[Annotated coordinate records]
[BEGIN]

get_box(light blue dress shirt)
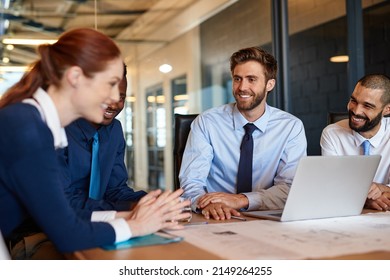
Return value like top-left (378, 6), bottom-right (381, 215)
top-left (179, 103), bottom-right (307, 210)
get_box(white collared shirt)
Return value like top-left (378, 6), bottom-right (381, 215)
top-left (23, 88), bottom-right (132, 242)
top-left (23, 88), bottom-right (68, 149)
top-left (320, 118), bottom-right (390, 185)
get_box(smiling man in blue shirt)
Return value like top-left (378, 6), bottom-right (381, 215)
top-left (57, 66), bottom-right (146, 219)
top-left (179, 47), bottom-right (307, 219)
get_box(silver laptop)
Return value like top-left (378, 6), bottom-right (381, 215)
top-left (243, 155), bottom-right (381, 222)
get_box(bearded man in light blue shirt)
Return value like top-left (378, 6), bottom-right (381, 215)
top-left (179, 47), bottom-right (307, 220)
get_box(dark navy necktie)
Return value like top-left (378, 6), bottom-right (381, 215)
top-left (362, 140), bottom-right (370, 156)
top-left (237, 123), bottom-right (256, 193)
top-left (89, 131), bottom-right (101, 200)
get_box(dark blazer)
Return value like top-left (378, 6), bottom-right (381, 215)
top-left (57, 119), bottom-right (146, 219)
top-left (0, 103), bottom-right (115, 252)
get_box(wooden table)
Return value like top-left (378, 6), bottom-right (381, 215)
top-left (69, 210), bottom-right (390, 260)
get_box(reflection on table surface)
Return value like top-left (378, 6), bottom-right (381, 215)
top-left (70, 210), bottom-right (390, 260)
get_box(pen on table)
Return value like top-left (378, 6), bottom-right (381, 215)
top-left (184, 222), bottom-right (208, 226)
top-left (231, 216), bottom-right (246, 221)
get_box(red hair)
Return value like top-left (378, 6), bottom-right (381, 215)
top-left (0, 28), bottom-right (121, 108)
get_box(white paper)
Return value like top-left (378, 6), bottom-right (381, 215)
top-left (175, 212), bottom-right (390, 259)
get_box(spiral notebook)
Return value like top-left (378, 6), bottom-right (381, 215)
top-left (102, 232), bottom-right (183, 250)
top-left (243, 155), bottom-right (381, 222)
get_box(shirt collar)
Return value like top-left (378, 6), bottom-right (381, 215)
top-left (352, 118), bottom-right (387, 148)
top-left (75, 118), bottom-right (111, 143)
top-left (23, 88), bottom-right (68, 149)
top-left (233, 103), bottom-right (270, 132)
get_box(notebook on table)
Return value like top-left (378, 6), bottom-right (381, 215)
top-left (243, 155), bottom-right (381, 222)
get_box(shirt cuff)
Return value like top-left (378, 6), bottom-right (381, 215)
top-left (107, 219), bottom-right (132, 243)
top-left (91, 211), bottom-right (116, 222)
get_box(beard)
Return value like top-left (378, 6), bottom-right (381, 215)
top-left (348, 110), bottom-right (383, 132)
top-left (233, 88), bottom-right (266, 111)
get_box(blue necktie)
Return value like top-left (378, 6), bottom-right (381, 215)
top-left (362, 140), bottom-right (370, 156)
top-left (237, 123), bottom-right (256, 193)
top-left (89, 131), bottom-right (102, 200)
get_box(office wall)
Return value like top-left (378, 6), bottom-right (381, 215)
top-left (125, 27), bottom-right (201, 189)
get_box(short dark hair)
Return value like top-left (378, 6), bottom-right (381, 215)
top-left (230, 47), bottom-right (278, 81)
top-left (357, 74), bottom-right (390, 105)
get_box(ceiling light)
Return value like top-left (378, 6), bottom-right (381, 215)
top-left (0, 66), bottom-right (30, 73)
top-left (158, 64), bottom-right (173, 73)
top-left (3, 38), bottom-right (57, 46)
top-left (330, 55), bottom-right (349, 63)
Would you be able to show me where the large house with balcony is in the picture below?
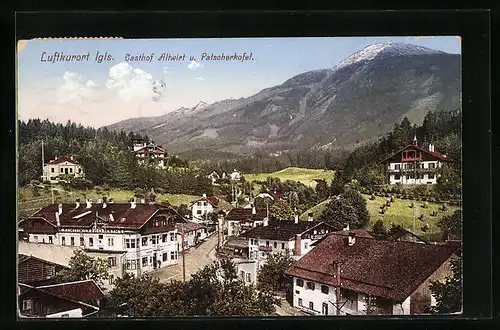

[END]

| Stated task |
Please rewrite everything from the line containing "get_box(dark navy necktie)" down to the line containing "top-left (175, 212), bottom-right (390, 259)", requests included, and scale each coordinate in the answers by 2.2, rounding to whole numbers with halves rounded up. Keep the requests and their sample return values unchanged.

| Output of the exercise |
get_box(dark navy necktie)
Return value like top-left (378, 6), bottom-right (381, 215)
top-left (796, 308), bottom-right (814, 343)
top-left (521, 271), bottom-right (563, 425)
top-left (196, 288), bottom-right (222, 440)
get_box(dark blazer)
Return value like top-left (378, 6), bottom-right (381, 215)
top-left (125, 262), bottom-right (321, 482)
top-left (0, 227), bottom-right (253, 554)
get_box(wooden table)
Return value like top-left (378, 6), bottom-right (381, 215)
top-left (152, 462), bottom-right (858, 572)
get_box(reflection on table surface)
Return value like top-left (378, 6), bottom-right (381, 215)
top-left (154, 462), bottom-right (858, 572)
get_box(pen on table)
Return value like top-left (378, 6), bottom-right (381, 215)
top-left (405, 488), bottom-right (458, 497)
top-left (508, 475), bottom-right (541, 486)
get_box(red hair)
Return value like top-left (378, 6), bottom-right (381, 215)
top-left (0, 62), bottom-right (266, 238)
get_box(white paper)
Return value like top-left (378, 6), bottom-right (381, 215)
top-left (385, 466), bottom-right (858, 570)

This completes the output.